A run of records:
#####

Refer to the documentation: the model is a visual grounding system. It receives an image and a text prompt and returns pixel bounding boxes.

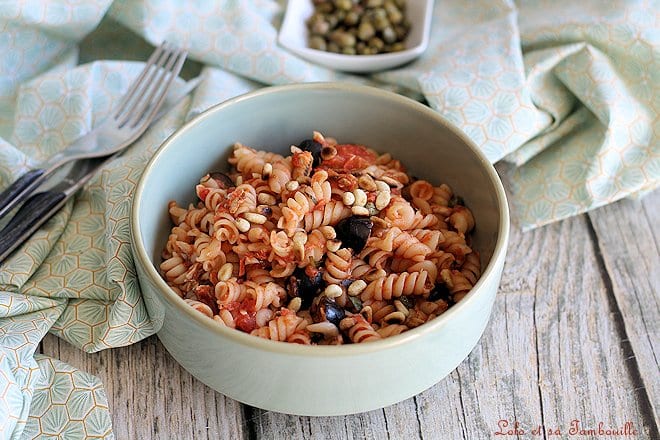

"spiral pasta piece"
[323,248,353,284]
[250,309,302,341]
[303,200,351,232]
[159,132,481,345]
[339,315,381,344]
[361,271,433,301]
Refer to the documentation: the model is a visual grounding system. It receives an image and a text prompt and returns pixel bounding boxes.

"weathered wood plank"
[42,335,246,439]
[418,212,655,438]
[589,191,660,425]
[236,195,656,439]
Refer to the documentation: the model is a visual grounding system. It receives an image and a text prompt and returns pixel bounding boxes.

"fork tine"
[116,44,177,128]
[114,41,167,119]
[127,49,187,127]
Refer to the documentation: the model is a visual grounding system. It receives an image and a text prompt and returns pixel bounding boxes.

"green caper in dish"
[307,0,411,55]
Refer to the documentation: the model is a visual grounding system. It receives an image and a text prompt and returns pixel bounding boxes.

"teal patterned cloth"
[0,0,660,439]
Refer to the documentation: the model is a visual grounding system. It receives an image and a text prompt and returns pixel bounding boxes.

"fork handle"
[0,168,46,218]
[0,191,66,263]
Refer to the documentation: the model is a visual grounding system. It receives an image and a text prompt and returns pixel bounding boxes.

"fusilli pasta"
[160,132,481,345]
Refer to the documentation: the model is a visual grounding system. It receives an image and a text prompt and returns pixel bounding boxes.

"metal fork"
[0,42,187,219]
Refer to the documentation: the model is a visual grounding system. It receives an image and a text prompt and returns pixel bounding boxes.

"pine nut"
[243,212,268,225]
[351,206,369,215]
[348,280,367,296]
[236,218,250,232]
[261,163,273,180]
[383,311,406,324]
[376,191,392,211]
[376,180,391,192]
[218,263,234,281]
[341,191,355,206]
[323,284,344,298]
[305,321,339,336]
[257,193,277,205]
[353,188,367,206]
[325,240,341,252]
[319,226,337,240]
[287,296,302,312]
[394,299,410,316]
[358,174,378,191]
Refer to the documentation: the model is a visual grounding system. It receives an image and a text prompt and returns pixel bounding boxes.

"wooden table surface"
[41,170,660,440]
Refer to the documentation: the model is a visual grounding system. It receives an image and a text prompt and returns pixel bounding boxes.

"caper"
[306,0,410,55]
[309,35,328,50]
[358,21,376,41]
[394,25,408,41]
[335,0,353,11]
[316,2,335,14]
[369,37,385,51]
[344,11,360,26]
[330,31,355,47]
[310,19,330,35]
[383,26,396,44]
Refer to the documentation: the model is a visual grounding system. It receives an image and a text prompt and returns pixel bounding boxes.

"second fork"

#####

STATED PROBLEM: Rewrite every line from the start of the records through the line containing "[0,191,66,263]", inclusive, adding 40 to each bounding box coordinate. Leave the pictures out of the answer.

RESPONSE TO THE TASK:
Refer to the documentation: the model is a visual grounding system. It receives an image and a text prompt and returns pixel bounding boxes.


"spiral pasta piece"
[363,288,393,324]
[290,349,342,381]
[343,240,391,272]
[199,172,521,385]
[379,355,421,384]
[401,311,473,341]
Refer to the documentation: the model is a visual grounding system. It receives an image and a text prompt and returns pixel bounding boxes.

"weathered wood plank"
[82,375,286,479]
[458,252,695,478]
[629,231,700,465]
[276,235,696,479]
Refer to the documentation: the model is a visual grounding system. It receives an image and a text prompt and returns pixel bounding boxes.

"fork tine"
[156,84,217,168]
[154,81,207,159]
[167,89,227,167]
Refer to the documentation: the model is a visual grounding system. It receives an image and a text prompt and returns pixel bounding boxes.

"green caper in dish"
[347,40,451,95]
Refer to the documentation: the model is a visual grounding system. It receives an image and a text prompt and returns pixel bounding boxes.

"teal patterned cloth"
[40,40,700,479]
Refer to the documentation: the model is a visual grounding system. It receives an image and a text prompt and returns pixel bounding boxes.

"fork handle"
[40,208,86,258]
[40,231,106,303]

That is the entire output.